## WHAT THE EXERCISE ASKS
Arrange every line of the records below as a Markdown table, leaving out blank lines. Put the row number under the heading "No." and the line itself under "Record line".

## RECORDS
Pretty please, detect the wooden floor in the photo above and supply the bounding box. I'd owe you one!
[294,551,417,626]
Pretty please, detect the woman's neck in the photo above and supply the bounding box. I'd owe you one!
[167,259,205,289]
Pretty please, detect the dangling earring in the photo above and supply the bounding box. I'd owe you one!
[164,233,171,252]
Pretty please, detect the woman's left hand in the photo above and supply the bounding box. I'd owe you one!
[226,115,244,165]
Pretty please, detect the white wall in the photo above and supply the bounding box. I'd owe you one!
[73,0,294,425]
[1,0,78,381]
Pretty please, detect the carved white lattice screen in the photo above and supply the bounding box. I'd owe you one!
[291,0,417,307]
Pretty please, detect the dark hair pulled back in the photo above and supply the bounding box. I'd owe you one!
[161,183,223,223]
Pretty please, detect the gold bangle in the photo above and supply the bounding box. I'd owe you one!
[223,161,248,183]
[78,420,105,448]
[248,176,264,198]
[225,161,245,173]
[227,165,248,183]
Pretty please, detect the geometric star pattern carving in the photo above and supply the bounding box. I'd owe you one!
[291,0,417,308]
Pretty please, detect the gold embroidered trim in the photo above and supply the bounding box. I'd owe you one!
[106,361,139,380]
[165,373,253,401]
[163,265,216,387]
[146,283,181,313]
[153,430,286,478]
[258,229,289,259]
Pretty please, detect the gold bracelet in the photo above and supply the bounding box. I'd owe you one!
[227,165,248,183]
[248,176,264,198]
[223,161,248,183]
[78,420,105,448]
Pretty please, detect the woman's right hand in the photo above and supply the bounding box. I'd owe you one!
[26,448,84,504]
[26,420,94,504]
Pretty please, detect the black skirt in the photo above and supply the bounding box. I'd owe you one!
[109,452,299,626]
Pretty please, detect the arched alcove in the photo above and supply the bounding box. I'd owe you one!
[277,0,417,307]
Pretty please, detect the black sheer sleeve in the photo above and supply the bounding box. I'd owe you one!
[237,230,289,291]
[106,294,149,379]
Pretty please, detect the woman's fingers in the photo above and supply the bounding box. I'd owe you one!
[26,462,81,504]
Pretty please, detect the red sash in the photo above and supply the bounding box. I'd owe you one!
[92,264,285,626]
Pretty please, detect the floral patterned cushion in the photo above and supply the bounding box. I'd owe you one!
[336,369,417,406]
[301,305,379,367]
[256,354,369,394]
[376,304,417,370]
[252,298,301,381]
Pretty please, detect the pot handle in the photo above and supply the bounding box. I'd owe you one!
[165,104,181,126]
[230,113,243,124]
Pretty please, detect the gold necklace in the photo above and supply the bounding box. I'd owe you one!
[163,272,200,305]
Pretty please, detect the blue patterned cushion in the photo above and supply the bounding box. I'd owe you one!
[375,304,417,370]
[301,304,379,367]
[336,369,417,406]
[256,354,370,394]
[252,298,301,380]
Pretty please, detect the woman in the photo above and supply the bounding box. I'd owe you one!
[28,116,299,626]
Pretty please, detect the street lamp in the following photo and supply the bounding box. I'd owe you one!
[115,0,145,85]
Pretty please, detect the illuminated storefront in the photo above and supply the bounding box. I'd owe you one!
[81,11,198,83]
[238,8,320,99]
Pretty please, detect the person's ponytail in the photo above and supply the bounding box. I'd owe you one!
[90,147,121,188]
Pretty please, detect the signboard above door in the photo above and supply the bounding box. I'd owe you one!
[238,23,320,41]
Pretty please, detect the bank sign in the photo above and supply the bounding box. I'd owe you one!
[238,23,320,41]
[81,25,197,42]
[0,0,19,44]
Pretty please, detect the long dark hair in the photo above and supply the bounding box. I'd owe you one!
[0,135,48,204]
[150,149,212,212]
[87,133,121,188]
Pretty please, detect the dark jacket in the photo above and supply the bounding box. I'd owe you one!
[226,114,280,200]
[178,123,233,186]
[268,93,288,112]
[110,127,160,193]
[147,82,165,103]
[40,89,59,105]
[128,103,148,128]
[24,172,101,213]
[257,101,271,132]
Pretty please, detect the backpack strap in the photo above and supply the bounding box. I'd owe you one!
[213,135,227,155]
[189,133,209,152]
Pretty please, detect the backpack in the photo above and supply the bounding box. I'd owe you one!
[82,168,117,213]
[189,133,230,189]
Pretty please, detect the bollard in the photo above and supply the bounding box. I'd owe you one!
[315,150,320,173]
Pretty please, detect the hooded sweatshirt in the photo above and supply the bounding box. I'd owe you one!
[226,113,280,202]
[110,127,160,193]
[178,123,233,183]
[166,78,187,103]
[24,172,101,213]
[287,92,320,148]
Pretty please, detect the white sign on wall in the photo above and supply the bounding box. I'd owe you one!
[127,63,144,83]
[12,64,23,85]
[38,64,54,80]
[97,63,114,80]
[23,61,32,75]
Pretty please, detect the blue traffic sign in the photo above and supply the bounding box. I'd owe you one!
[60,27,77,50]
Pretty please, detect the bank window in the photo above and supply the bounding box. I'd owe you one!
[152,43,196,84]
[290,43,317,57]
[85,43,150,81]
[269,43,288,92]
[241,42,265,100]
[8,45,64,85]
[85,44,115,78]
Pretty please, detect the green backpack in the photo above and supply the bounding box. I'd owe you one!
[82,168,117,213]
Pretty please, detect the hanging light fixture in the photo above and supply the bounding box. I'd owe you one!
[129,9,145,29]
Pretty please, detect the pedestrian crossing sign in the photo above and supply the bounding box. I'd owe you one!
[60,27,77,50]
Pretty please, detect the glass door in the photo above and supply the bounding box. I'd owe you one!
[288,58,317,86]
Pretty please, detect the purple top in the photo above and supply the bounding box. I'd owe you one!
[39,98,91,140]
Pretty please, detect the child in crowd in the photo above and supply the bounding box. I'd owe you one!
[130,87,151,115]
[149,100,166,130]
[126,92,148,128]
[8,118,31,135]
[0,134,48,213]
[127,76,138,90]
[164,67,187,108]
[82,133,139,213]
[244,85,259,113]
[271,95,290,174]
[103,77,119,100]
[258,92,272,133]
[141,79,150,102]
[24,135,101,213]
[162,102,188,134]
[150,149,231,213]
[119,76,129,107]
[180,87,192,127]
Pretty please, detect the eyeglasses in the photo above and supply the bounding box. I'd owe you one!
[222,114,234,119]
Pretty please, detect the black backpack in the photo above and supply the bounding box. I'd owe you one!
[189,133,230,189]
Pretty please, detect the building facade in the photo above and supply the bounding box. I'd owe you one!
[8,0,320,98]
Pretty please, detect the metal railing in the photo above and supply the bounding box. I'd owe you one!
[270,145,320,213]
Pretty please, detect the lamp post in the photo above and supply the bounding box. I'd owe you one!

## EXERCISE RESULT
| No. | Record line |
|---|---|
| 1 | Pretty please, detect the wooden floor in the photo above and supply the bounding box. I'd owe you one! |
| 2 | [294,551,417,626] |
| 3 | Pretty please, detect the woman's neck in the photo above and supply the bounding box. I'd owe you one! |
| 4 | [167,259,205,289] |
| 5 | Pretty please, detect the dangling earring in the photo above and supply the bounding box. I'd owe you one! |
| 6 | [164,233,171,252] |
| 7 | Pretty please, detect the woman's left hand in the photo above and supply the bounding box. I'd owe you one! |
| 8 | [226,115,244,165] |
| 9 | Pretty please, detect the white wall in the photo above and supply the bounding box. I'd owe you one! |
| 10 | [73,0,294,425] |
| 11 | [1,0,78,381] |
| 12 | Pretty please, detect the carved white lattice screen in the photo above and supply the bounding box. I'd owe you one! |
| 13 | [291,0,417,307] |
| 14 | Pretty please, detect the dark hair pulled back in the photo above and supply the bounding box. I'd owe you one! |
| 15 | [161,183,223,223] |
| 16 | Pretty please, detect the gold bangle in the photo above and supply the bounding box. I'd owe you one! |
| 17 | [223,161,248,183] |
| 18 | [78,420,105,448] |
| 19 | [248,176,264,198] |
| 20 | [225,161,245,173] |
| 21 | [227,165,248,183] |
| 22 | Pretty please, detect the geometric star pattern carving in the photo above and supply the bounding box. I'd owe you one! |
| 23 | [291,0,417,308] |
| 24 | Pretty please, detect the gold embroidered trim in the photo above and supply the bounding box. I'd owe you one! |
| 25 | [106,361,139,380] |
| 26 | [165,373,253,401] |
| 27 | [163,265,216,387] |
| 28 | [146,283,181,313] |
| 29 | [153,430,286,478] |
| 30 | [258,229,289,259] |
| 31 | Pretty please, detect the gold bracelet in the photo above and supply the bounding box. I'd owe you one! |
| 32 | [227,165,248,183] |
| 33 | [248,176,264,198] |
| 34 | [223,161,248,183] |
| 35 | [78,420,105,448] |
| 36 | Pretty please, detect the woman's right hand in the photo above and supply the bounding box. I'd owe you one! |
| 37 | [26,448,84,504] |
| 38 | [26,420,94,504] |
| 39 | Pretty please, detect the black skirt in the photo above and supply the bounding box. I'd owe you one! |
| 40 | [109,452,299,626] |
| 41 | Pretty please, detect the arched alcove in the photo above and supply the bounding box. I'd owe you one! |
| 42 | [277,0,417,307] |
| 43 | Pretty please, detect the black sheer sleeve in the photo above and supply the bounding box. I'd owe you one! |
| 44 | [237,230,289,291] |
| 45 | [106,294,149,379] |
| 46 | Pretty please, detect the woman's fingers in the photo above and supply the bounding box. I'd owe you one! |
| 47 | [26,462,81,504] |
| 48 | Pretty please, detect the red sash in the photo above and supply the bounding box. I'd owe you one! |
| 49 | [92,264,285,626] |
| 50 | Pretty please, detect the floral patterned cushion in the photo above and supply the bounding box. I'd owe you one! |
| 51 | [336,369,417,406] |
| 52 | [301,305,379,367] |
| 53 | [256,354,369,394] |
| 54 | [376,304,417,370] |
| 55 | [252,298,301,381] |
| 56 | Pretty please, detect the pot handle in the photo above and supply the bounding box. I'd owe you one! |
| 57 | [165,104,181,126] |
| 58 | [230,113,243,124] |
| 59 | Pretty please, detect the gold necklace in the photo above and supply the bounding box. I'd owe you one! |
| 60 | [163,272,200,305] |
| 61 | Pretty please, detect the blue patterned cushion in the photo above and supply the bounding box. I'd owe you one! |
| 62 | [375,304,417,370] |
| 63 | [301,304,379,367] |
| 64 | [336,369,417,406] |
| 65 | [256,354,370,394] |
| 66 | [252,298,301,380] |
| 67 | Pretty please, detect the woman in the photo above and supply the bounding box. I'd owe you one! |
| 68 | [28,116,299,626] |
| 69 | Pretty please, detect the street lamp in the following photo and supply the bounding box. I'd owe you one! |
| 70 | [115,0,145,85] |
| 71 | Pretty please, detect the illuminated storefront in the photo above and supply the bounding box. I'd owe you one! |
| 72 | [81,11,198,83] |
| 73 | [238,8,320,99] |
| 74 | Pretty please, detect the person's ponytail in the photo above and supply the bounding box. I'd owe you one! |
| 75 | [90,147,121,188] |
| 76 | Pretty please, detect the signboard above door in the photo above and supply the bounding box. I'd owe you one! |
| 77 | [238,23,320,41] |
| 78 | Pretty please, detect the bank sign in the photo above and supply the bounding box. I'd owe you one! |
| 79 | [238,23,320,41] |
| 80 | [81,25,197,42] |
| 81 | [0,0,19,44] |
| 82 | Pretty please, detect the long dark hair in the photo above and supply the bounding box. I'd owe you one! |
| 83 | [0,135,48,204] |
| 84 | [150,149,212,212] |
| 85 | [87,133,121,188] |
| 86 | Pretty please, detect the dark jacket in the photo above and supply the bounding box. I'd owe you one! |
| 87 | [226,114,280,200] |
| 88 | [178,123,233,186] |
| 89 | [268,93,288,112] |
| 90 | [110,127,160,193] |
| 91 | [147,82,165,103] |
| 92 | [40,89,59,105] |
| 93 | [128,103,148,128] |
| 94 | [24,172,101,213] |
| 95 | [257,101,271,132] |
| 96 | Pretty please, detect the backpack strap in the photo above and supply the bounding box. I'd owe you one! |
| 97 | [213,135,227,155] |
| 98 | [189,133,209,152] |
| 99 | Pretty please, detect the backpack in the photo above and supply the bounding box. I'd owe you one! |
| 100 | [82,168,117,213] |
| 101 | [189,133,230,189] |
| 102 | Pretty please, detect the bollard in the photo above and supply the bounding box. I'd owe you one! |
| 103 | [315,150,320,173] |
| 104 | Pretty please, detect the hooded sweatshirt in the photo above and supply the bounding box. I'd owe you one! |
| 105 | [226,113,280,202] |
| 106 | [110,127,160,193] |
| 107 | [178,123,233,183] |
| 108 | [166,78,187,103] |
| 109 | [24,172,101,213] |
| 110 | [287,92,320,148] |
| 111 | Pretty please, detect the white sign on wall in the photo above and supply the bounding box. I'd owe you one! |
| 112 | [127,63,144,83] |
| 113 | [12,64,23,85] |
| 114 | [38,64,54,80] |
| 115 | [97,63,114,80] |
| 116 | [23,61,32,75] |
| 117 | Pretty please, detect the blue traffic sign in the photo above and supply the bounding box. I'd owe you one! |
| 118 | [60,27,77,50] |
| 119 | Pretty please, detect the bank window in the photo above and supply the bounding box. I'd owe you one! |
| 120 | [152,43,196,84] |
| 121 | [290,43,317,57] |
| 122 | [85,43,150,81] |
| 123 | [269,43,288,92] |
| 124 | [241,42,265,100] |
| 125 | [8,45,64,85] |
| 126 | [85,44,115,78] |
| 127 | Pretty please, detect the green backpack in the photo above and supply the bounding box. I'd owe you one! |
| 128 | [82,168,117,213] |
| 129 | Pretty please, detect the hanging light fixture in the photo above and supply the bounding box. I'd owe you one! |
| 130 | [129,9,145,29] |
| 131 | Pretty please, detect the pedestrian crossing sign in the photo above and supply the bounding box. I'd owe you one! |
| 132 | [60,27,77,50] |
| 133 | Pretty please, detect the glass door in the photo above and supply the bounding box. I'd owe you one! |
| 134 | [288,58,317,86] |
| 135 | Pretty please, detect the purple top in the photo above and supply the bounding box. I'd owe you one! |
| 136 | [39,98,91,140] |
| 137 | Pretty please, detect the child in crowd in the photo above and supply the bounding box. I'd owe you one! |
| 138 | [130,87,151,115] |
| 139 | [149,100,166,130] |
| 140 | [126,92,148,128] |
| 141 | [8,118,31,135] |
| 142 | [0,134,48,213] |
| 143 | [127,76,138,90] |
| 144 | [164,67,187,108] |
| 145 | [82,133,139,213] |
| 146 | [244,85,259,113] |
| 147 | [271,95,290,174] |
| 148 | [103,77,119,100] |
| 149 | [258,92,272,133] |
| 150 | [141,79,150,102] |
| 151 | [24,135,101,213] |
| 152 | [162,102,188,134] |
| 153 | [150,149,231,213] |
| 154 | [119,76,129,107] |
| 155 | [180,87,192,127] |
| 156 | Pretty please, detect the eyeglasses in the photo above and supply the bounding box. I'd owe you one! |
| 157 | [222,114,234,119] |
| 158 | Pretty please, detect the black backpack in the photo above and supply the bounding box. I'd owe you one! |
| 159 | [189,133,230,189] |
| 160 | Pretty please, detect the building facade in the photo above and supply the bounding box. I'd owe you one! |
| 161 | [8,0,320,98] |
| 162 | Pretty please, detect the metal railing in the photo above and supply the bounding box. I'd owe you one! |
| 163 | [270,145,320,213] |
| 164 | Pretty please, detect the lamp post in the photo above and supply the bounding box. I'd owe you one! |